Task prompt »
Every record must reappear in the answer exactly as given.

──────── Exercise material ────────

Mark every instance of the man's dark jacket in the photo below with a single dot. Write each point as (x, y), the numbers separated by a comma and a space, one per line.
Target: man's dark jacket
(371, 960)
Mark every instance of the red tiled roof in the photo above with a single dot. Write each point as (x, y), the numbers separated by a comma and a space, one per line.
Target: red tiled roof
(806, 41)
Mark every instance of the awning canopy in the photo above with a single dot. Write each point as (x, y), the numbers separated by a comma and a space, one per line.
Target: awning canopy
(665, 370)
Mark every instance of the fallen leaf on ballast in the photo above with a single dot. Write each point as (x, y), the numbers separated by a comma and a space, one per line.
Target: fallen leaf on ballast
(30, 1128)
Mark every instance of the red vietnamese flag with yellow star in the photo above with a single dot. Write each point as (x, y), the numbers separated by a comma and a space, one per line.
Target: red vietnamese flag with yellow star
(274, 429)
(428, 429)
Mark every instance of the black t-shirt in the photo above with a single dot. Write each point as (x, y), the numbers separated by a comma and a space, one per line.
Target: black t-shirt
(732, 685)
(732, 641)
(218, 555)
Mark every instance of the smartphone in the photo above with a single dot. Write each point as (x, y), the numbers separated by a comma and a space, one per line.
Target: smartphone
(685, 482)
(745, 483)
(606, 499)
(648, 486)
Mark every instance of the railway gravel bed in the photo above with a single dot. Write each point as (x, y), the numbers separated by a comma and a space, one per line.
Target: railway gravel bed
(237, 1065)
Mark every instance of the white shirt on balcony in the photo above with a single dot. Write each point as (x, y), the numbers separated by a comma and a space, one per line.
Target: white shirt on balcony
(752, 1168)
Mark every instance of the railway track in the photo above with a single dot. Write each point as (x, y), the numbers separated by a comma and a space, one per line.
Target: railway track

────────

Response area »
Mark every instance of the man's dark jacket in the photo below with a single dot. Write each point as (x, y), the numbers separated by a comma and a space, one per line.
Target: man's dark jacket
(371, 960)
Mark every instance of the red tiled roof in the photo above with a single dot. Write each point as (x, y), the numbers separated by a comma and a space, one per line.
Target: red tiled roof
(806, 41)
Mark every instance of the awning canopy in the photo above with a single dot. Write each point as (x, y), the numbers separated by a comma and a space, one per line.
Target: awning canopy
(665, 370)
Mark every instance of the fallen leaf on ballast in the photo above with a single dot. Write each point as (x, y), the numbers separated by a comma and a space, one per line.
Target: fallen leaf on ballast
(30, 1128)
Mark every instance of the red vietnamese flag with yellow star in the photo above with a single dot. Write each point as (x, y), the numbers separated by a comma and a space, one per line.
Target: red vietnamese flag with yellow star
(274, 429)
(428, 429)
Mark every instance of the black t-shirt in the photo above with a single dot. Write each point as (x, y), the numbers separated by a comma and a space, one per line.
Target: black t-shirt
(732, 685)
(732, 641)
(218, 555)
Mark every instance of the smartphone in the photo above with a single dot. Write each point as (x, y), the numbers separated by a comma and a space, one per line.
Target: smartphone
(685, 482)
(745, 483)
(606, 499)
(648, 486)
Mark every instance of the railway gravel bed in the photo above with a single dot. Write each point as (x, y), the numbers separated by a comma and a space, one per line.
Target: railway gravel bed
(237, 1065)
Mark every instance of the white shirt on balcony in the photo above with a single dot. Write each point as (x, y), the numbers separated by a comma and a space, one per line.
Target: white shirt on balcony
(752, 1168)
Mark every instance of the railway track in the photo above with a single dot. Write each point as (x, y), the numbers separated by a comma and a space, one per line.
Target: railway track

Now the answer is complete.